> _Text passage_:

━━━━━━━━

The Ibrox men were forced to dig deep, following the needless sending-off of Kevin Thomson after only 13 minutes against Hearts, but when Walter Smith decided to chase the game, and reduced Rangers to three at the back, Bougherra was a tower of strength and poise under pressure in ensuring the visitors rallied from a first-half deficit to secure a win with Kris Boyd's late penalty.

The giant Tannadice centre-half was one of the few individuals to light up an otherwise dreary stalemate between his club and St Mirren. Dods was desperately unlucky not to break the deadlock when his volley crashed off the underside of Paul Gallacher's bar in the 35th minute and he subsequently made several telling interceptions to prevent his opponents stealing the points.

A section of Hibs supporters were critical about the summer sale of Rob Jones to Scunthorpe, but their fears have been allayed by the composure which Hogg has exhibited since taking over the mantle of captain at Easter Road. Once again, he was in prime form as a potentially tricky trip to Falkirk turned into a straightforward win for the visitors, with Hogg providing plenty of security at the back.

Scottish football needs all the precocious talent it can muster and the 16 year-old not only starred in Aberdeen's 3-0 trouncing of Hamilton, but duly became the youngest-ever Pittodrie player to appear in a competitive match. Strong and tenacious, he worked tirelessly for the cause and gained praise from his manager, Mark McGhee. "Fraser was industrious and busy. He is a red head, but I don't want to say he's like Paul Scholes. He's more like Ron Weasley - a wee bit of magic!"

━━━━━━━━

> _Instruction 1_:
Retype the football passage from "The Ibrox men" up to and including "stealing the points.".

━━━━━━━━

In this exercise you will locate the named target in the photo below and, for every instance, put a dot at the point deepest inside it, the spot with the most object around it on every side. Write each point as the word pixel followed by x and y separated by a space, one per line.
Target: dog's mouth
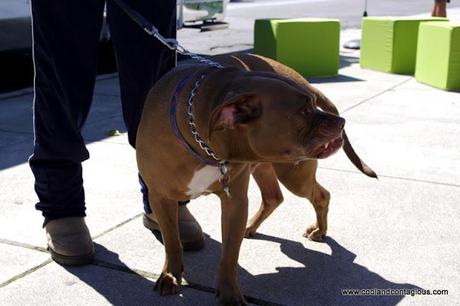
pixel 329 147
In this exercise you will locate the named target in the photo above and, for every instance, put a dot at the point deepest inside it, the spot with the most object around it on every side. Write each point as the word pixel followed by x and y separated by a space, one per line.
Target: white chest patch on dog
pixel 202 180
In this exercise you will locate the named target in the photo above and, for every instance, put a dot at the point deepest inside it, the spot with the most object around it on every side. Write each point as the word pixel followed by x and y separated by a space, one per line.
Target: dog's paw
pixel 168 284
pixel 250 232
pixel 314 233
pixel 229 299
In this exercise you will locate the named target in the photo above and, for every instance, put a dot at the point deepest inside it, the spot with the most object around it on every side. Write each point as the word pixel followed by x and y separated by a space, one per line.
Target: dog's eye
pixel 306 110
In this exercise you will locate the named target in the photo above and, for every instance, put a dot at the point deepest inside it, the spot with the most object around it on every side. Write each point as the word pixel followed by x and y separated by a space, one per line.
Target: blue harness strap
pixel 175 128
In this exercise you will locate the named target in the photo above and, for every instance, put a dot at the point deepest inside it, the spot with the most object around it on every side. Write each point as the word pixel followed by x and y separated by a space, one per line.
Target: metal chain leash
pixel 174 45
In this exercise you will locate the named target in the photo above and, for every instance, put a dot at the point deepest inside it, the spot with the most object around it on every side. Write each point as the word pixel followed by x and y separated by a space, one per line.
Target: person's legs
pixel 142 60
pixel 65 38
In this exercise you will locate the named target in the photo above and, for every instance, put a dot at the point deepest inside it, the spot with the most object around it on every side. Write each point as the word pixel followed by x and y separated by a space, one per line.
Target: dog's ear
pixel 237 109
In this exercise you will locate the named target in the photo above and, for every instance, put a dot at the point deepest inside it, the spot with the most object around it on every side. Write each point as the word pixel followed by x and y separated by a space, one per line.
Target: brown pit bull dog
pixel 205 129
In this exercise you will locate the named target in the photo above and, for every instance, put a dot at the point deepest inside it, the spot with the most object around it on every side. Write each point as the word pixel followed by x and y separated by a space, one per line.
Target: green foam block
pixel 438 55
pixel 389 44
pixel 308 45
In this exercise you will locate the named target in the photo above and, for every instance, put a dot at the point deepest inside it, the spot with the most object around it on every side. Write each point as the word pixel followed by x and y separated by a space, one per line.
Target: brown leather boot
pixel 191 234
pixel 69 241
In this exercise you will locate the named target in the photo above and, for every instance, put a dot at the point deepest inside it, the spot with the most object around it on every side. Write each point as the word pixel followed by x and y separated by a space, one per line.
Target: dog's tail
pixel 325 104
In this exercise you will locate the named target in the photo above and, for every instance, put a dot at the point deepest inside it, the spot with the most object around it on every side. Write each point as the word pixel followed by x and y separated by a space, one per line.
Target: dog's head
pixel 277 121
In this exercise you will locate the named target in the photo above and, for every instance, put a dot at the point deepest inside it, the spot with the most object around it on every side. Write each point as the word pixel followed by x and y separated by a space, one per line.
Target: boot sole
pixel 187 246
pixel 66 260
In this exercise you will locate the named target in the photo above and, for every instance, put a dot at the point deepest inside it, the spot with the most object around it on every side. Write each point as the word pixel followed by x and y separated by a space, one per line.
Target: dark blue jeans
pixel 66 36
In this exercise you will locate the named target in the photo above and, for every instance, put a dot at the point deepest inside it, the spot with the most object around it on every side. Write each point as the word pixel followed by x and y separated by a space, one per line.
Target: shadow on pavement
pixel 128 288
pixel 318 282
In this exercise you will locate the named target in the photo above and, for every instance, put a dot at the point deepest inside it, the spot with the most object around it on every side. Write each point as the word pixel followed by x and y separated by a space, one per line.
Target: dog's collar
pixel 216 162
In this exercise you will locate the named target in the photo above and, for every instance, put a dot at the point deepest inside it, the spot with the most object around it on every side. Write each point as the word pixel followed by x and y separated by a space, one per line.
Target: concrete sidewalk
pixel 399 232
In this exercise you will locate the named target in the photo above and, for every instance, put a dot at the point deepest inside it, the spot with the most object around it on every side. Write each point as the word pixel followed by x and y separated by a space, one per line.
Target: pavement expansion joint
pixel 377 95
pixel 25 273
pixel 396 177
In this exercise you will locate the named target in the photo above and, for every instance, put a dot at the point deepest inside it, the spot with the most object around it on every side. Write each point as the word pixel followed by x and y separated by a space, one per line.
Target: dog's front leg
pixel 234 218
pixel 170 279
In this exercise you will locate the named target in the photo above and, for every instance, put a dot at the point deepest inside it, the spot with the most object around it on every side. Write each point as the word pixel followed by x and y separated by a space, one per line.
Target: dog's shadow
pixel 118 284
pixel 319 281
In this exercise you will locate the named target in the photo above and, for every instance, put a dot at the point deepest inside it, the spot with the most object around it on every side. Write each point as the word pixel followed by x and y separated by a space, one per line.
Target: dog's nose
pixel 341 122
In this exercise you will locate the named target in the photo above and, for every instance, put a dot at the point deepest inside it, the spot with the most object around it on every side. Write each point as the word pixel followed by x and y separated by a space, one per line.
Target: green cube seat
pixel 389 44
pixel 438 55
pixel 308 45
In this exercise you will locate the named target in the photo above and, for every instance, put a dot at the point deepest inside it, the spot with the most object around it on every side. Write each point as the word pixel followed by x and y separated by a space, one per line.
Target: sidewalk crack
pixel 376 95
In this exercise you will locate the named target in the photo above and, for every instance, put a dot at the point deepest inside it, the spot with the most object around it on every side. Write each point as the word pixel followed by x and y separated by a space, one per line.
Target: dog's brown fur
pixel 260 116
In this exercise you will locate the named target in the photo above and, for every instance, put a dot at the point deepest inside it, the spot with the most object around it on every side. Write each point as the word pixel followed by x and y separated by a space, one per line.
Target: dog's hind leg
pixel 265 177
pixel 300 179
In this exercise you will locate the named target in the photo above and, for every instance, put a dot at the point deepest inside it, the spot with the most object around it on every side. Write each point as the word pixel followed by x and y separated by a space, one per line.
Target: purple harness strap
pixel 175 128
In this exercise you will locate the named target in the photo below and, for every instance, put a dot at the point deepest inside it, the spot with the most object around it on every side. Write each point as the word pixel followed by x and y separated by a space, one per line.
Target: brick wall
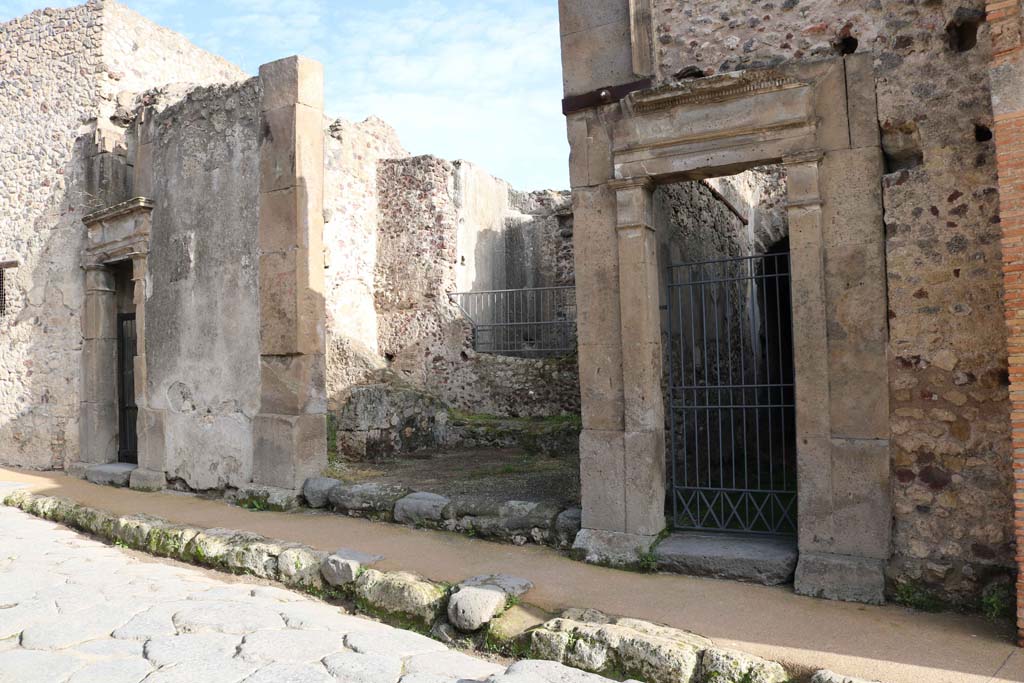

━━━━━━━━

> _Instruction 2_:
Show every line of the listing that contains the string "blue". Case counts.

> _Exercise response 1_:
The Ibrox men were forced to dig deep, following the needless sending-off of Kevin Thomson after only 13 minutes against Hearts, but when Walter Smith decided to chase the game, and reduced Rangers to three at the back, Bougherra was a tower of strength and poise under pressure in ensuring the visitors rallied from a first-half deficit to secure a win with Kris Boyd's late penalty.

The giant Tannadice centre-half was one of the few individuals to light up an otherwise dreary stalemate between his club and St Mirren. Dods was desperately unlucky not to break the deadlock when his volley crashed off the underside of Paul Gallacher's bar in the 35th minute and he subsequently made several telling interceptions to prevent his opponents stealing the points.

> _Exercise response 2_:
Target: blue harness strap
Target: dark blue jeans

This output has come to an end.